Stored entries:
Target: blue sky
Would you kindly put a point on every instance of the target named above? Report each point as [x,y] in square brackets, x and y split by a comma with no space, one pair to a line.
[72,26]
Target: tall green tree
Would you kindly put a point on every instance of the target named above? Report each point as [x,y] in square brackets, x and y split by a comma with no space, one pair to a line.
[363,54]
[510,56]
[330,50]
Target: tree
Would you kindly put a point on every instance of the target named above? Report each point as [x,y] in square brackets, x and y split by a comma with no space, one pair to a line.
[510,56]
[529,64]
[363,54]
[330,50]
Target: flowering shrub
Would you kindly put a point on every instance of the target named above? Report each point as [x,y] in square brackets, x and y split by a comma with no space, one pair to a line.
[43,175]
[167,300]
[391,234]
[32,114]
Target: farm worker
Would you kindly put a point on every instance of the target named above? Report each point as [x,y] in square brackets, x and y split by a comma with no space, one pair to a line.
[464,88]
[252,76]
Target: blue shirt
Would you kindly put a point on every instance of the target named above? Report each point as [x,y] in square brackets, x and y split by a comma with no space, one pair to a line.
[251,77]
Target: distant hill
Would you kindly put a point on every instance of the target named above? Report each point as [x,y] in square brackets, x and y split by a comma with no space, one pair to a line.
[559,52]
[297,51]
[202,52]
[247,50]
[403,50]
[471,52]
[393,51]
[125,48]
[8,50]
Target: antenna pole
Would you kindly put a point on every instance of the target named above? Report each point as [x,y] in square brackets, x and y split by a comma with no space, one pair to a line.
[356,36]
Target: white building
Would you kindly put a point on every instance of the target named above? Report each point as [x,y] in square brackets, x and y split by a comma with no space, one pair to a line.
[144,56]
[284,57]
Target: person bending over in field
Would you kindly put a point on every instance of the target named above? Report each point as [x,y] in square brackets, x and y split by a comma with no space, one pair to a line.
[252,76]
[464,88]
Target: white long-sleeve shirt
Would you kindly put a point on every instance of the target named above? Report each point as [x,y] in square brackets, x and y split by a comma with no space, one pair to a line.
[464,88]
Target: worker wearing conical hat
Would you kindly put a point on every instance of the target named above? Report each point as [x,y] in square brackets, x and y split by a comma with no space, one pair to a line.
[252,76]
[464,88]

* Given request
Please rewrite the listing, swapping "Would you kindly" for "Can you" and keeping everything else the same.

* Full response
Target: blue sky
Can you put a point on every instance of the target named above? Report each point as [x,y] in square brackets, x and y split by a comma with no space, one pair to a line.
[72,26]
Target: tall green tree
Can you put a point on every instance of the target named above? Report each point as [x,y] in square brackets, x and y split by a comma with no space, one pair to a line.
[363,54]
[510,56]
[330,50]
Target: tree
Can you put a point on every instance of the target named above? Report each point as [x,y] in square brackets, x and y split by a comma with no space, one pair to a line.
[510,56]
[529,64]
[363,54]
[330,50]
Target: flowering shrub
Can you put a point on every instance of the target named above? Report each point as [x,y] in square brackets, x and y split by a comma with no space, one pair to a line.
[43,175]
[167,300]
[391,234]
[32,114]
Target: farm worker
Can you put a point on every instance of the target named above? Report each point as [x,y] in square brackets, x and y split by a comma with no space, one pair to a line.
[464,88]
[252,76]
Target: blue shirt
Can you put a point on every instance of the target named above? Report each point as [x,y] in square brackets, x and y split by a comma with no space, one pair to a line.
[251,77]
Target: distant hill
Can you put a point on every instance of the target named above? Report each point as [x,y] in square brackets, x and y split by a comma with no space, one pair to a line.
[559,52]
[297,51]
[202,52]
[247,50]
[403,50]
[471,52]
[393,51]
[125,48]
[8,50]
Target: antenna pole
Can you put a point on every instance of the target named above? Report each point as [x,y] in square brackets, x and y split by a comma with no space, one pair to a line.
[356,36]
Target: white building
Can you put a point on every instance of the target named above? Report each point as [x,y] in square brackets, x and y split by a comma with no space, one pair to a line.
[144,56]
[284,57]
Target: person bending over in field
Can you put a point on every instance of the target named above? Report each point as [x,y] in square brackets, x and y split by a comma with no space, one pair to a line.
[252,76]
[464,88]
Target: white long-sleeve shirt
Can you put a point on every instance of the target named above? Report each point as [x,y] in square brackets, x and y split by a comma with no space, one pair to a line.
[464,88]
Target: worker wearing conical hat
Can you put a point on every instance of the target named above? Report each point as [x,y] in square brackets, x and y split by a comma with no space, one pair to a line.
[252,76]
[464,88]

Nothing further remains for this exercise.